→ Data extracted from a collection
⟨

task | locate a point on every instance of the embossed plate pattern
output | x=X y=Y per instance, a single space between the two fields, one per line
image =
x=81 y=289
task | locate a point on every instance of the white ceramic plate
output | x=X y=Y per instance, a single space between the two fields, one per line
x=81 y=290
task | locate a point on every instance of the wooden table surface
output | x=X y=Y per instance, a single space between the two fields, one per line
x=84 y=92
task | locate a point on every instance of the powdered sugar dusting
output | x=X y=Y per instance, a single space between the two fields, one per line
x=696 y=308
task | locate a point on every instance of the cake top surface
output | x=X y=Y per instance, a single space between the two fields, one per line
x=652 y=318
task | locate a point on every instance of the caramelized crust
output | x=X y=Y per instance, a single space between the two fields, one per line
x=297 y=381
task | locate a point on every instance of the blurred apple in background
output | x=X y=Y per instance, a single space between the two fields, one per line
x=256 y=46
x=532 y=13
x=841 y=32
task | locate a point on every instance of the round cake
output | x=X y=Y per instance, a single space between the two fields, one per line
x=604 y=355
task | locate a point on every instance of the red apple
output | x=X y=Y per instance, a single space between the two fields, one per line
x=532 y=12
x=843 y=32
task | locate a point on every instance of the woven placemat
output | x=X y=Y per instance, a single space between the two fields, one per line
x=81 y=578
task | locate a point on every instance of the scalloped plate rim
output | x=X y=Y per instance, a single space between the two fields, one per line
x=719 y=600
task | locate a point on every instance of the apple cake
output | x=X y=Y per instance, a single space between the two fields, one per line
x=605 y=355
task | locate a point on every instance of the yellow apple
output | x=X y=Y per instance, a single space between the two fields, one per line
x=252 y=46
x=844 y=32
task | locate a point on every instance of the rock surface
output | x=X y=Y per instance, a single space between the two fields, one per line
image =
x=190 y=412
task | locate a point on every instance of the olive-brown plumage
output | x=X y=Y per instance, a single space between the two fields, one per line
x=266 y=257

⟩

→ Task goal
Your answer should consist of every record, printed exactly as given.

→ Answer to the problem
task | locate a point on every instance of the embossed plate pattern
output | x=X y=Y per instance, a single space between the two fields, one per line
image =
x=81 y=289
task | locate a point on every instance of the white ceramic plate
output | x=X y=Y per instance, a single space between the two fields, one per line
x=81 y=290
task | locate a point on every instance of the wooden table surface
output | x=X y=Y per instance, a single space between the two fields, one per line
x=84 y=92
task | locate a point on every instance of the powdered sugar dusting
output | x=X y=Y per instance, a single space between the two fields, one per line
x=696 y=308
task | locate a point on every instance of the cake top surface
output | x=X y=Y per instance, a single space between the two fields, one per line
x=652 y=318
task | locate a point on every instance of the caramelized crust
output | x=X y=Y per instance, a single space between the two fields, one per line
x=297 y=381
task | locate a point on every instance of the blurred apple in background
output | x=X y=Y per instance, a single space between the two fields, one per line
x=256 y=46
x=532 y=13
x=841 y=32
task | locate a point on every instance of the round cake
output | x=X y=Y per instance, a single space between the two fields, one per line
x=604 y=355
task | locate a point on every instance of the red apple
output | x=X y=Y per instance, a single space between the two fields, one per line
x=532 y=12
x=843 y=32
task | locate a point on every instance of the woven placemat
output | x=X y=Y per instance, a single space between the two fields, one per line
x=81 y=578
task | locate a point on every instance of the scalloped plate rim
output | x=X y=Y per instance, a single space between the two fields, one per line
x=719 y=600
task | locate a point on every instance of the apple cake
output | x=X y=Y per instance, a single space between the two fields, one per line
x=605 y=355
task | locate a point on every instance of the yellow apple
output | x=X y=Y per instance, a single space between the two fields, one per line
x=252 y=46
x=844 y=32
task | locate a point on every instance of the rock surface
output | x=X y=Y per instance, a single space between the two fields, one per line
image =
x=190 y=412
task | locate a point on every instance of the olive-brown plumage
output | x=X y=Y per instance, a single space between the two fields, one per line
x=266 y=257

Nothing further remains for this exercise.